* Exercise inputs:

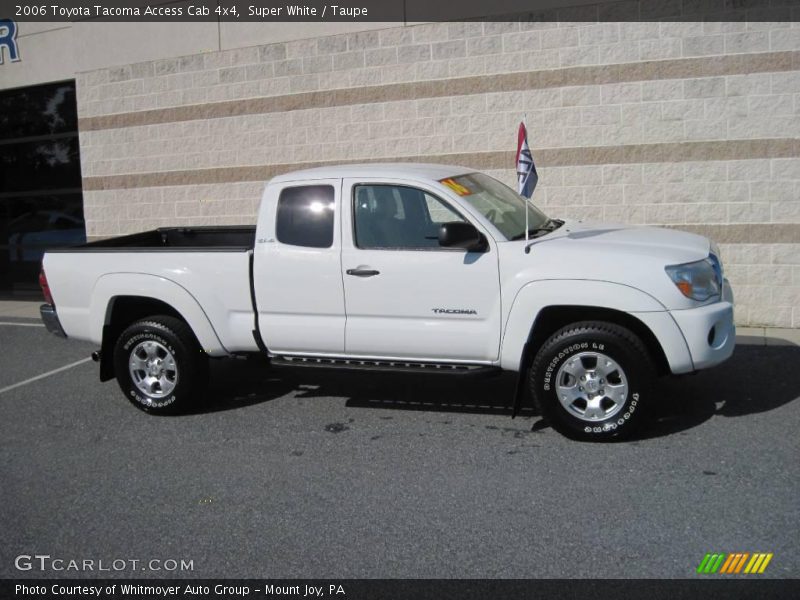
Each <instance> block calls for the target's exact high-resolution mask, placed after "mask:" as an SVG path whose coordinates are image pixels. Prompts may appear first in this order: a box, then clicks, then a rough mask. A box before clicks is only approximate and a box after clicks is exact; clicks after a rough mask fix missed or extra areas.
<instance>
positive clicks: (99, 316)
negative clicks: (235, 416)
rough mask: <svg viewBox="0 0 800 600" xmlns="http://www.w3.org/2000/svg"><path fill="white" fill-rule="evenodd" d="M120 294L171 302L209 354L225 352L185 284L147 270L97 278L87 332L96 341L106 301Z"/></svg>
mask: <svg viewBox="0 0 800 600" xmlns="http://www.w3.org/2000/svg"><path fill="white" fill-rule="evenodd" d="M119 296H139V297H142V298H152V299H153V300H159V301H161V302H163V303H165V304H167V305H169V306H171V307H172V308H174V309H175V310H176V311H177V312H178V313H179V314H180V315H181V316H182V317H183V318H184V320H185V321H186V323H187V324H188V325H189V327H191V328H192V331H193V332H194V334H195V336H196V337H197V341H198V342H200V345H201V346H202V348H203V350H205V352H206V353H207V354H208V355H209V356H223V355H226V354H228V351H227V350H226V349H225V347H224V346H223V345H222V342H220V340H219V336H217V333H216V331H214V327H213V325H212V324H211V321H210V320H209V318H208V316H207V315H206V313H205V312H204V311H203V308H202V307H201V306H200V304H199V303H198V302H197V300H196V299H195V298H194V296H192V295H191V294H190V293H189V292H188V291H187V290H186V288H184V287H182V286H181V285H179V284H178V283H175V282H174V281H172V280H170V279H166V278H164V277H158V276H156V275H148V274H146V273H112V274H109V275H103V276H102V277H100V278H99V279H98V280H97V282H96V283H95V286H94V289H93V290H92V299H91V304H90V307H89V315H90V318H91V320H90V323H89V332H90V335H91V339H92V340H93V341H95V342H96V343H100V342H101V341H102V339H103V326H104V325H105V324H106V318H107V314H108V308H109V305H110V303H111V302H112V300H113V299H114V298H115V297H119Z"/></svg>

* Exercise brief: If a record contains a picture, leave the picture out and return everything else exactly.

* Solution for this exercise:
Each <instance> block calls for the target's exact high-resolution mask, placed after "mask:" as an SVG path whose coordinates are image pixels. Prompts may appear first in this order: a box, then clicks, then a rough mask. A box before clicks is only approximate and a box after clicks is exact; clicks after a rough mask fix missed or extra areas.
<instance>
positive clicks: (99, 316)
negative clicks: (235, 416)
rough mask: <svg viewBox="0 0 800 600" xmlns="http://www.w3.org/2000/svg"><path fill="white" fill-rule="evenodd" d="M120 294L171 302L209 354L225 352L185 284L147 270L97 278L87 332L96 341L106 301Z"/></svg>
mask: <svg viewBox="0 0 800 600" xmlns="http://www.w3.org/2000/svg"><path fill="white" fill-rule="evenodd" d="M119 296H139V297H142V298H152V299H153V300H159V301H161V302H163V303H165V304H167V305H169V306H171V307H172V308H174V309H175V310H176V311H177V312H178V313H179V314H180V315H181V316H182V317H183V318H184V320H185V321H186V323H187V324H188V325H189V327H191V328H192V331H193V332H194V334H195V336H196V337H197V341H198V342H200V345H201V346H202V348H203V350H205V352H206V353H207V354H208V355H209V356H223V355H226V354H228V351H227V350H226V349H225V347H224V346H223V345H222V342H220V340H219V336H217V333H216V331H214V327H213V325H212V324H211V321H210V320H209V318H208V316H207V315H206V313H205V312H204V311H203V308H202V307H201V306H200V304H199V303H198V302H197V300H196V299H195V298H194V296H192V295H191V294H190V293H189V292H188V291H187V290H186V288H184V287H182V286H181V285H179V284H178V283H175V282H174V281H172V280H170V279H166V278H164V277H158V276H156V275H148V274H146V273H112V274H109V275H103V276H102V277H100V278H99V279H98V280H97V282H96V283H95V286H94V289H93V290H92V299H91V304H90V307H89V315H90V318H91V320H90V323H89V332H90V335H91V339H92V340H93V341H95V342H96V343H100V342H101V341H102V339H103V326H104V325H105V324H106V318H107V314H108V308H109V305H110V303H111V302H112V300H113V299H114V298H115V297H119Z"/></svg>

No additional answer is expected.